→ **Фрагмент текста**
----

Читаем Беседы в изгнании полностью

В плане критическом я бы хотел написать ряд таких академических монографических серьезных работ - именно по тем кускам русской культуры, которые мало обследованы или про которые я могу сказать какое-то новое оригинальное слово. И у меня даже в этом плане есть всякого рода заготовки. И протопоп Аввакум, и русская народная вера, и Тынянов тут, и Заболоцкий... И о Бабеле мне хотелось бы книгу написать. Много таких. Поскольку мы живем на Западе и имеем собственную типографию и есть вот эти материалы по русской культуре, а я ощущаю как раз пробел в русской культуре, вот даже в этой эмигрантской среде - очень большой пробел - хотелось бы эту дыру заткнуть.

Ну, а как писатель я совсем в другую сторону развиваюсь, конечно. Это продолжение терцевского направления, то есть это смесь реализма и фантастики, это, в общем, опять-таки переступание каких-то запретных или каких-то рискованных тем, это та же игра на снижениях, на резких снижениях, на гротеске. Я бы сказал, что я развиваюсь несколько в сторону литературного барокко. Это чувствуется уже в "Гоголе", в моей книге "В тени Гоголя", то есть идет длинная, сложно закрученная фраза на целые периоды, катящиеся друг за другом. Я даже визуально воспринимаю это, поскольку, возможно, под влиянием Марии, для меня очень важно стало изобразительное искусство. Музыку я люблю, но плохо знаю и не увлекаюсь. А вот, скажем, живопись, архитектура - это близкие мне формы, поэтому даже формы стиля я вижу порою зрительно, воспринимаю их зрительно. Поэтому я и считаю, что я эволюционирую в сторону барокко. Если раньше я старался писать конструктивными короткими фразами, каждая из которых содержала бы в себе какую-то неожиданность, то чем дальше, тем больше я пишу фразы длинные и даже витиеватые, где-то даже старомодные.

Это не реализм, это тоже игра стиля, но барочного. Вот я очень это ощущаю в "Гоголе". Там форма совпадала до некоторой степени с содержанием. Я ведь считаю Гоголя явлением барокко в прозе. Я об этом как раз много пишу, и поэтому здесь есть легкая стилизация не под Гоголя, а под стиль барокко. И мой новый роман тоже скорее тяготеет к стилю барокко.

ДГ. Это какой роман?

АС. Он называется "Спокойной ночи". Большой роман. Самый мой большой. Я в течение нескольких лет над ним работал.

----

→ **Письменное задание 1**
Перепишите без изменений записи, начиная с самой первой их строки и заканчивая строкой, в которой стоит «[344,505,463,560]»; обе границы входят в отрывок.
Фрагмент текста и записи взяты из разных источников.

→ **Записанные данные**
----

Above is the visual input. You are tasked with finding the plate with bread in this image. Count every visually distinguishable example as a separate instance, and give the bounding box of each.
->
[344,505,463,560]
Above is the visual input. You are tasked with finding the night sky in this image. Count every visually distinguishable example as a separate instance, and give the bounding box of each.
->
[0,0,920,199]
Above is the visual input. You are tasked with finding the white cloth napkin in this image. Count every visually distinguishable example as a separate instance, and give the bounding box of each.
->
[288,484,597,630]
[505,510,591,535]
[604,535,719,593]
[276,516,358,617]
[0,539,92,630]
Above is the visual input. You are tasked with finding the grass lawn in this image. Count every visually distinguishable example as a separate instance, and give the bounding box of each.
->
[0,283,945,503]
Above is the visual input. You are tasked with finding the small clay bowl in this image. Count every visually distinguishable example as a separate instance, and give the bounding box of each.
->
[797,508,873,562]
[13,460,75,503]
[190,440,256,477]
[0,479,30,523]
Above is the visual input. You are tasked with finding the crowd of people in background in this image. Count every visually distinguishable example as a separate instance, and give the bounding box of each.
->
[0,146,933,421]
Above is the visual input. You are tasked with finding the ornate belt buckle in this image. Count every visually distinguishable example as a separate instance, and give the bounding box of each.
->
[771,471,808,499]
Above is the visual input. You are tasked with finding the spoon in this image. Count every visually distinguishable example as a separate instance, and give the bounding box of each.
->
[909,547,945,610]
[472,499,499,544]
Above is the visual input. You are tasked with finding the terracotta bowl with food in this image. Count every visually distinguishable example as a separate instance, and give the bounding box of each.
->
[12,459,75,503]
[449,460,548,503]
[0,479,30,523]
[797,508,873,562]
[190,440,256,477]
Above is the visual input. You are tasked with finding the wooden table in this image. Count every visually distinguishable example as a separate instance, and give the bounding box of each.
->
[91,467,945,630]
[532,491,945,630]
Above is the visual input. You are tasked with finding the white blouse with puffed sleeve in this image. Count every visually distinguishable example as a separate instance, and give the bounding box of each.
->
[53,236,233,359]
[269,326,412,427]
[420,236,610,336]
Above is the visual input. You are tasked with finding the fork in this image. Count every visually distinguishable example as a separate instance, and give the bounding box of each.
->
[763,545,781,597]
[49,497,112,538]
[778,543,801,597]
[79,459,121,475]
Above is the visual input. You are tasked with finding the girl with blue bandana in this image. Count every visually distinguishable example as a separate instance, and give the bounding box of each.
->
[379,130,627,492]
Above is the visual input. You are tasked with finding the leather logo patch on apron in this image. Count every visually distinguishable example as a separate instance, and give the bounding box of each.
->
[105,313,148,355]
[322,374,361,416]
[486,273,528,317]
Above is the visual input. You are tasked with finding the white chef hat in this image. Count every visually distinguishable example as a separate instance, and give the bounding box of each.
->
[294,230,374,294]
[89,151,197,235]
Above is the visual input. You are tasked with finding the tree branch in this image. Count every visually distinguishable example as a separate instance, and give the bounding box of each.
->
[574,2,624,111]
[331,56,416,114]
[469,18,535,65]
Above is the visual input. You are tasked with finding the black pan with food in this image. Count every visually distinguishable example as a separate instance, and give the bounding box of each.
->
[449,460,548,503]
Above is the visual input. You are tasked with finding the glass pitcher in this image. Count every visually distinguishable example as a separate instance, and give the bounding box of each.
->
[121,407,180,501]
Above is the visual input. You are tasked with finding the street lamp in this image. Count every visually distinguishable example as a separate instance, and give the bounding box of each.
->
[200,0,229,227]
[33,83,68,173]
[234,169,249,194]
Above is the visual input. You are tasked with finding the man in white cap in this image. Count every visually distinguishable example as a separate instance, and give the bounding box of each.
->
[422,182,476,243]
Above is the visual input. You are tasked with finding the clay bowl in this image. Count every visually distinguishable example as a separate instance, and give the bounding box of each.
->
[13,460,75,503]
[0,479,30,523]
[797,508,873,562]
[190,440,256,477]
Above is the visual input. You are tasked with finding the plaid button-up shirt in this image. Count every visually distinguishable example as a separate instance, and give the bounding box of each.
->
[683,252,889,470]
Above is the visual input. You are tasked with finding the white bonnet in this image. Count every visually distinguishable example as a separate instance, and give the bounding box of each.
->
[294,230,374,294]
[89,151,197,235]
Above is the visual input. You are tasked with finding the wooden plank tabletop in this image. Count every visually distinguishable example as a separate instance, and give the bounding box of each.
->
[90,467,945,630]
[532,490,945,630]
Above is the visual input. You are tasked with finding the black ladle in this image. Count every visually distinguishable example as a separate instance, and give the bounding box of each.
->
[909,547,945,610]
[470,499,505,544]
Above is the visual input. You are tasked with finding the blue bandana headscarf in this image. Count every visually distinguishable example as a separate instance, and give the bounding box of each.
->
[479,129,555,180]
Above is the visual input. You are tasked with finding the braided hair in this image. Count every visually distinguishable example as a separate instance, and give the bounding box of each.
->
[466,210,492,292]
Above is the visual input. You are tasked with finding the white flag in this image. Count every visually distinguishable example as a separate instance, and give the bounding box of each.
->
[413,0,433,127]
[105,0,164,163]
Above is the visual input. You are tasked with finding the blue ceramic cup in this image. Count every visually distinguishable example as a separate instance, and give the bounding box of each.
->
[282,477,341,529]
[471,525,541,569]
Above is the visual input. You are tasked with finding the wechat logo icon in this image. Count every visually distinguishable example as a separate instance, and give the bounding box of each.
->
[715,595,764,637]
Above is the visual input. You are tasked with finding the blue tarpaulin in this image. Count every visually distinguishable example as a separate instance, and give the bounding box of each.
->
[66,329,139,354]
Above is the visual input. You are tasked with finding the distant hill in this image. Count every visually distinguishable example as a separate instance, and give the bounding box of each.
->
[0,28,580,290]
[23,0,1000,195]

----

→ **Письменное задание 2**
Выпишите дословно часть фрагмента текста, начиная со слов «Это не реализм, это» и заканчивая словами «над ним работал.».

→ **Ответ 1**
Above is the visual input. You are tasked with finding the plate with bread in this image. Count every visually distinguishable example as a separate instance, and give the bounding box of each.
->
[344,505,463,560]

→ **Ответ 2**
Это не реализм, это тоже игра стиля, но барочного. Вот я очень это ощущаю в "Гоголе". Там форма совпадала до некоторой степени с содержанием. Я ведь считаю Гоголя явлением барокко в прозе. Я об этом как раз много пишу, и поэтому здесь есть легкая стилизация не под Гоголя, а под стиль барокко. И мой новый роман тоже скорее тяготеет к стилю барокко.

ДГ. Это какой роман?

АС. Он называется "Спокойной ночи". Большой роман. Самый мой большой. Я в течение нескольких лет над ним работал.